ACTIVITY: Retype the lines from the first one in the records down to the line containing "find white surf", counting both, and leave out any pictures.

((

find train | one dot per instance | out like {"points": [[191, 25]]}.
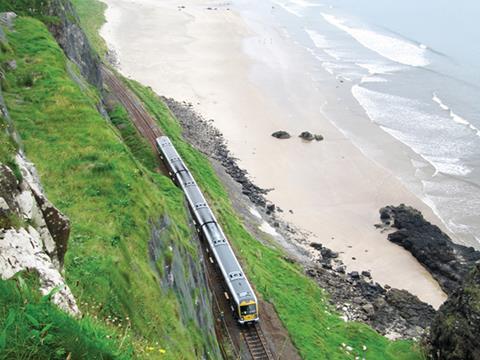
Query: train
{"points": [[242, 298]]}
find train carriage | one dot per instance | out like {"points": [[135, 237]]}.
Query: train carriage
{"points": [[241, 293]]}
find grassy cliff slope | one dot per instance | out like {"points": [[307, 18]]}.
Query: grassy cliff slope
{"points": [[93, 177], [315, 328]]}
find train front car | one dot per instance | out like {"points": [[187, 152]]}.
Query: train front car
{"points": [[244, 301], [243, 297]]}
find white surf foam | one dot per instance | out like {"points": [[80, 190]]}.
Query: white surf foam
{"points": [[455, 117], [429, 135], [319, 40], [390, 47], [296, 7]]}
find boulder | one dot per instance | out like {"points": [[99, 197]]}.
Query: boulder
{"points": [[455, 330], [58, 225], [306, 135], [448, 262], [281, 134]]}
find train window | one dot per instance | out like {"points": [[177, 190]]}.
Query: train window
{"points": [[248, 309], [235, 275]]}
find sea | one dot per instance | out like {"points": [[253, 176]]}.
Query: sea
{"points": [[413, 67]]}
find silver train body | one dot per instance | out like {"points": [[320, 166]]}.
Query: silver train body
{"points": [[241, 295]]}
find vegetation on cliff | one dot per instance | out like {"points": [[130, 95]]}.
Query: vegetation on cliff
{"points": [[100, 175], [454, 333]]}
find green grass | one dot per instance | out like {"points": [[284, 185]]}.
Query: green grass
{"points": [[316, 330], [31, 327], [94, 178]]}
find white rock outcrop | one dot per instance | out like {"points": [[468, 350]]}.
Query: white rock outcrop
{"points": [[38, 242]]}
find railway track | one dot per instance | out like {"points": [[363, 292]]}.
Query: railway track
{"points": [[145, 124], [148, 128], [256, 342]]}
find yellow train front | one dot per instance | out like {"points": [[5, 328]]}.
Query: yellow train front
{"points": [[243, 300]]}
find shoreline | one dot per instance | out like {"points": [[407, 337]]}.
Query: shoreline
{"points": [[342, 220]]}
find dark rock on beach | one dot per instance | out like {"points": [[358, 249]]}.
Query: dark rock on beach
{"points": [[281, 134], [448, 262], [394, 313], [211, 142], [308, 136], [455, 330]]}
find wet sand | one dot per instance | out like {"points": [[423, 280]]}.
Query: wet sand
{"points": [[216, 60]]}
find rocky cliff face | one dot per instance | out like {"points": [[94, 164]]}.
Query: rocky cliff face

))

YOUR SOLUTION:
find train | one dot per instance | out like {"points": [[191, 25]]}.
Query: train
{"points": [[242, 298]]}
find train carriage | one dot per instance | out like {"points": [[135, 237]]}.
Query: train carriage
{"points": [[241, 293]]}
find grassy cliff slope | one dot per instance | out like {"points": [[307, 18]]}.
Query: grassy cliff slope
{"points": [[93, 177], [315, 328]]}
find train front car | one dot per instance | out like {"points": [[187, 152]]}.
Query: train front car
{"points": [[244, 301], [243, 297]]}
find white surf foam | one dot per instance | out like {"points": [[80, 190]]}.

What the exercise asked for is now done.